* DOMANDE DI STUDIO *
1. Aggiorna l'articolo sulla Bolivia da "Bolivia: sconfitti i" a "Grober Quiroga Gutiérrez.", mettendo "il palazzo presidenziale" al posto di "Palacio Quemado".
2. Continua l'articolo sulla sconfitta dei golpisti in Bolivia, partendo dopo la sua ultima frase.

* ESTRATTO DEL TESTO *
..........

Bolivia: sconfitti i golpisti
Jeanine Añez, la presidenta golpista, è stata costretta a riconoscere la vittoria di Luis Arce, per nulla scontata poiché fino al giorno precedente alle presidenziali circolavano voci di un probabile colpo di stato nel caso in cui l’economista fedele a Evo Morales avesse conquistato Palacio Quemado. Secondo quanto riportato dalla Red de Comunicación Popular, sul sito web kaosenlared.net, era già pronto un colpo di stato orchestrato dal Ministero della Difesa con il coinvolgimento di 11 militari vicini all’ultradestra nel caso in cui il Movimiento al Socialismo avesse trionfato. Si trattava, tra gli altri, dei colonnelli Ramiro Eduardo Calderón De La Riva Lazcano, Edwin Iván Suaznabar Ledesma, Saúl Torrico Peredo, Luis Sagredo Torrico e Grober Quiroga Gutiérrez.
Tuttavia, il sostegno ad Arce è stato tale che lo stesso ministro Arturo Murillo, uno dei più fanatici esponenti del golpismo ed ideatore della strategia dei falsos positivos volta ad accusare il Mas di aver promosso una improbabile guerra di guerriglia e di addossare al partito di Evo la responsabilità degli incendi nella Chiquitanía amazzonica, si è dovuto arrendere, almeno per il momento.
Il 24 e 25 settembre scorsi, il comandante delle Forze Armate Sergio Orellana, quello dell’Esercito Rubén Salvatierra e il colonnello Javier Spinoza Daza avevano organizzato una serie di riunioni per decidere il da farsi nel caso in cui Luis Arce avesse vinto. Ebbene, l’economista scelto dal Mas per la sua moderazione al posto candidati più radicali che avrebbero rischiato di spaventare la parte di elettorato non militante ha guadagnato la presidenza con una certa facilità, ma dovrà comunque guardarsi dalle destre, che faranno di tutto per costringere Evo Morales, tuttora rifugiato in Argentina, al processo.

..........

* DATI FORNITI *
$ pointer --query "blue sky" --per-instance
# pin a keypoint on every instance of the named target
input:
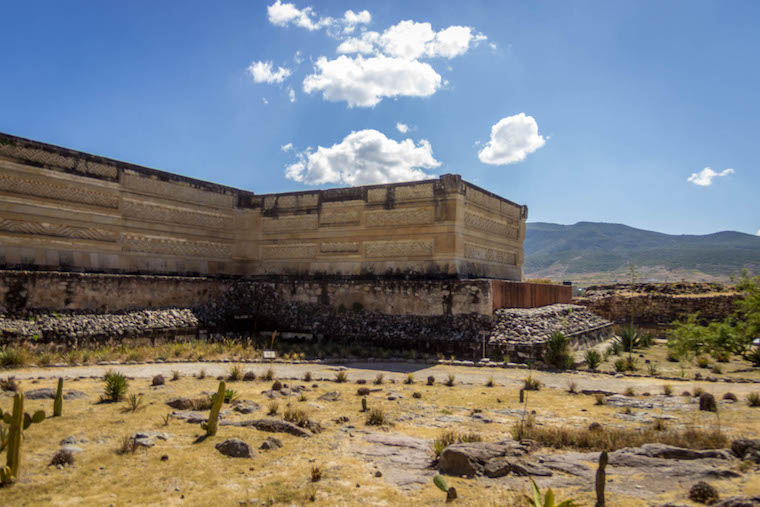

..........

* RISPOSTE NUMERATE *
1.
Bolivia: sconfitti i golpisti
Jeanine Añez, la presidenta golpista, è stata costretta a riconoscere la vittoria di Luis Arce, per nulla scontata poiché fino al giorno precedente alle presidenziali circolavano voci di un probabile colpo di stato nel caso in cui l’economista fedele a Evo Morales avesse conquistato il palazzo presidenziale. Secondo quanto riportato dalla Red de Comunicación Popular, sul sito web kaosenlared.net, era già pronto un colpo di stato orchestrato dal Ministero della Difesa con il coinvolgimento di 11 militari vicini all’ultradestra nel caso in cui il Movimiento al Socialismo avesse trionfato. Si trattava, tra gli altri, dei colonnelli Ramiro Eduardo Calderón De La Riva Lazcano, Edwin Iván Suaznabar Ledesma, Saúl Torrico Peredo, Luis Sagredo Torrico e Grober Quiroga Gutiérrez.

2.
Non a caso, nell’ambito del piano golpista svelato a ridosso delle elezioni, il colonello Oscar Pacello Aguirre era stato incaricato di collocare esplosivi per poi far ricadere la colpa sul Mas, il generale Marco Antonio Bracamonte ed altri avrebbero dovuto mobilitare, come se non ce ne fosse stato bisogno, gli evangelici ed altri loro colleghi si sarebbero dovuti occupare di scatenare le milizie paramilitari dell’Unión Juvenil Cruceñista, ma la destra boliviana, la cui credibilità è pari a zero come del resto quella venezuelana, ha pensato di dividersi tra i moderati o pseudotali che hanno sostenuto Mesa e i duri e puri fedelissimi di Camacho, permettendo così a Luis Arce di evitare un ballottaggio che avrebbe potuto verificarsi se tra il primo e il secondo candidato fosse stato rilevato uno scarto inferiore ai dieci punti percentuali.
Adesso la maggiore difficoltà di Arce sarà quella di governare un paese dove, c’è da scommetterci, le destre tenteranno ancora una volta la strategia della destabilizzazione, già messa in pratica durante tutta la campagna elettorale anche grazie al sostegno del segretario dell’Organizzazione degli stati americani Luis Almagro, il quale ha cercato di nuovo di far passare il successo elettorale del Mas come una frode.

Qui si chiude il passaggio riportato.